* BEGIN *
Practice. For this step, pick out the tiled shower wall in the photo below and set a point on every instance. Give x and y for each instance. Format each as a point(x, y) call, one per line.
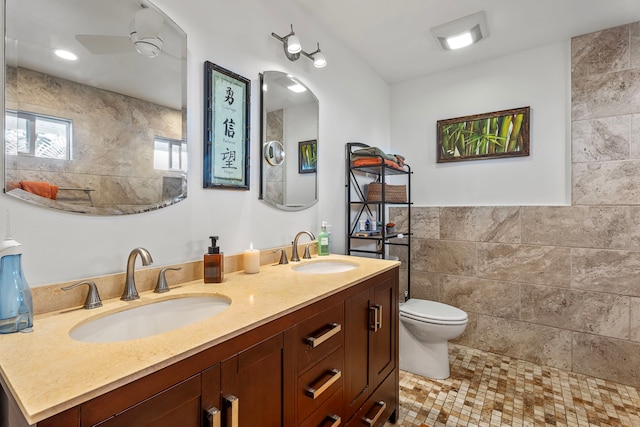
point(112, 148)
point(559, 286)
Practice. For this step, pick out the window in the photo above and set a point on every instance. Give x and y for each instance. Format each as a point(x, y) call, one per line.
point(169, 154)
point(36, 135)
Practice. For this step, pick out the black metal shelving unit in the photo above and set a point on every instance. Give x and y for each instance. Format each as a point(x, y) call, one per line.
point(357, 177)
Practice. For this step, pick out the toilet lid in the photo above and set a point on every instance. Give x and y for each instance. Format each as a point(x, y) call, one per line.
point(432, 310)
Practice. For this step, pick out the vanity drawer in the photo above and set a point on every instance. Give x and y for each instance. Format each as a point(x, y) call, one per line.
point(319, 335)
point(329, 414)
point(380, 405)
point(319, 383)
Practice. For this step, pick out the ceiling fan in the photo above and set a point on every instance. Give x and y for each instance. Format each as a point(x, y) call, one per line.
point(144, 35)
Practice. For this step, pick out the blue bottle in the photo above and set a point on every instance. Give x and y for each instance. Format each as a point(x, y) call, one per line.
point(16, 305)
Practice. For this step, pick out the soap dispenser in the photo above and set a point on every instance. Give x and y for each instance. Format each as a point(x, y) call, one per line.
point(16, 305)
point(213, 263)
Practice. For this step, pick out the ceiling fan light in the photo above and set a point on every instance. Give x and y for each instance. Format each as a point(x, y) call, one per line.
point(149, 47)
point(461, 32)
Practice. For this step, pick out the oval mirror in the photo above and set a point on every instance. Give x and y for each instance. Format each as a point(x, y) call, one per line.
point(100, 129)
point(290, 119)
point(274, 153)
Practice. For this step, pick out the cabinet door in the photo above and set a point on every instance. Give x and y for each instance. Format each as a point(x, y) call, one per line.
point(357, 381)
point(178, 405)
point(252, 386)
point(384, 335)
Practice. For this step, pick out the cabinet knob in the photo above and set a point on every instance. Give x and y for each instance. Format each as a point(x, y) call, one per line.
point(314, 342)
point(213, 417)
point(377, 317)
point(333, 419)
point(372, 421)
point(231, 405)
point(314, 393)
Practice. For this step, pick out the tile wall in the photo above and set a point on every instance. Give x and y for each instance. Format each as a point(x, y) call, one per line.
point(556, 285)
point(102, 141)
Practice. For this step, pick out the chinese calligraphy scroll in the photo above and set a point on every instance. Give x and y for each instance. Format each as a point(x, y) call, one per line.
point(226, 128)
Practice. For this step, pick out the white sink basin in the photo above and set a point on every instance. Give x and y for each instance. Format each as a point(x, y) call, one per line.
point(150, 319)
point(325, 267)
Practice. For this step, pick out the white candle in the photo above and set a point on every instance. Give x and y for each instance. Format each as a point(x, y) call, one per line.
point(251, 260)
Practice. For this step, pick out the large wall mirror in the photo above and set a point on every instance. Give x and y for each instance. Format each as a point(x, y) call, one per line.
point(104, 133)
point(288, 167)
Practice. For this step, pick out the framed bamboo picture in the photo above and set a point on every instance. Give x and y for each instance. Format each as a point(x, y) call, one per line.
point(226, 128)
point(484, 136)
point(307, 156)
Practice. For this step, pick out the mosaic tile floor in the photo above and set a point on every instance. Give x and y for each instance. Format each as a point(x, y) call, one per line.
point(486, 390)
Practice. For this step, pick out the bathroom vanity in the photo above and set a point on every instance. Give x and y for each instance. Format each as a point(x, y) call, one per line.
point(293, 349)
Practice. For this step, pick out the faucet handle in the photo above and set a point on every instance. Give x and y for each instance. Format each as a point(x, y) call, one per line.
point(93, 298)
point(161, 284)
point(307, 254)
point(283, 256)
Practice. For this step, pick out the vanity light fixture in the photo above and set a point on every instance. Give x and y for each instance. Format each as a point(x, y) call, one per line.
point(65, 54)
point(293, 49)
point(461, 32)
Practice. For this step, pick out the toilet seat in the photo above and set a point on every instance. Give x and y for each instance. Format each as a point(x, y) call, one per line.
point(432, 312)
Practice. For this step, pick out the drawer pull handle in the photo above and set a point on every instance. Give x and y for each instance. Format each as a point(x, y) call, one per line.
point(335, 420)
point(373, 420)
point(377, 317)
point(314, 393)
point(213, 417)
point(231, 404)
point(316, 341)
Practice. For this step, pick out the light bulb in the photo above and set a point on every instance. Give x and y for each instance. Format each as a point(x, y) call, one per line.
point(293, 44)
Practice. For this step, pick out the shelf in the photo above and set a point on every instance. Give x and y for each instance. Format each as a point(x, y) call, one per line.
point(353, 202)
point(377, 170)
point(379, 236)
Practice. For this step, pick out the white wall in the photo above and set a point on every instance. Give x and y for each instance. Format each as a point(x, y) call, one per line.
point(235, 34)
point(539, 78)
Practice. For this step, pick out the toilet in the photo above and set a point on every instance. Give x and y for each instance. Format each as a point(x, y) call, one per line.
point(425, 328)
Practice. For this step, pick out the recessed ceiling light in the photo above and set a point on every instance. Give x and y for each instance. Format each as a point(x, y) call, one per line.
point(461, 32)
point(65, 54)
point(297, 88)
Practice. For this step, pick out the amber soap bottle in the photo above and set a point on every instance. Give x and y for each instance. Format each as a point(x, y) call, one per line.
point(213, 263)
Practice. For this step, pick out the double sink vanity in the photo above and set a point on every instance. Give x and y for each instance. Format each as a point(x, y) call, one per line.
point(304, 344)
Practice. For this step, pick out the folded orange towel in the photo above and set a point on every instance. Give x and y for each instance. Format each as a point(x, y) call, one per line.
point(374, 161)
point(43, 189)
* END *
_WHAT TO WORK ON:_ Lay out the records above, from their start through the line containing "point(559, 286)", as a Markdown table with the columns Row and Line, numbering each line and skipping any blank ones. Leave the pictures out of the answer.

_REPLY:_
| Row | Line |
|---|---|
| 1 | Practice. For this step, pick out the tiled shower wall in the photo below and set a point on every instance. Give x and y for each instance. Format each as a point(x, y) call, one per line. |
| 2 | point(112, 148) |
| 3 | point(559, 286) |